##### Provided data #####
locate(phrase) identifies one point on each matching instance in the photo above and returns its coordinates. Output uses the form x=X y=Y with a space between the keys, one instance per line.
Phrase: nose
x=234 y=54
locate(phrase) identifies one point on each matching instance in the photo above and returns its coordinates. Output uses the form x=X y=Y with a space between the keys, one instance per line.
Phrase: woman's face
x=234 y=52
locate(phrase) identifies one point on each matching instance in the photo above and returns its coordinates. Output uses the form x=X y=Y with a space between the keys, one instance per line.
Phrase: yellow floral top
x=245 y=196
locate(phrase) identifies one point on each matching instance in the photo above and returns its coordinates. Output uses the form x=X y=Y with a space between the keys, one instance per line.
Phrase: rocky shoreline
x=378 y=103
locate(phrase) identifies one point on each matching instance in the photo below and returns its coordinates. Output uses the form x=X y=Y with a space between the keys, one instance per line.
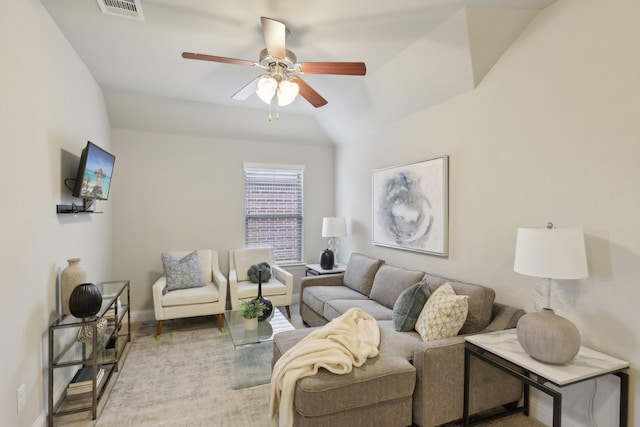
#####
Take the lines from the one containing "Phrase: yellow floral top" through the last line of the listing and repeat them exactly. Omit the pictures.

Phrase: yellow floral top
x=245 y=196
locate(phrase) identifies one point on each matching instance in the photo above and returns its coordinates. Output uses the form x=X y=Y with a space between the keys, one instance per line.
Phrase: rocky shoreline
x=378 y=103
locate(phrase) identifies one point on each matching instance in the photo below and returns its coordinates. Output uses the form x=X y=Y with a space between the keys, one instance per line.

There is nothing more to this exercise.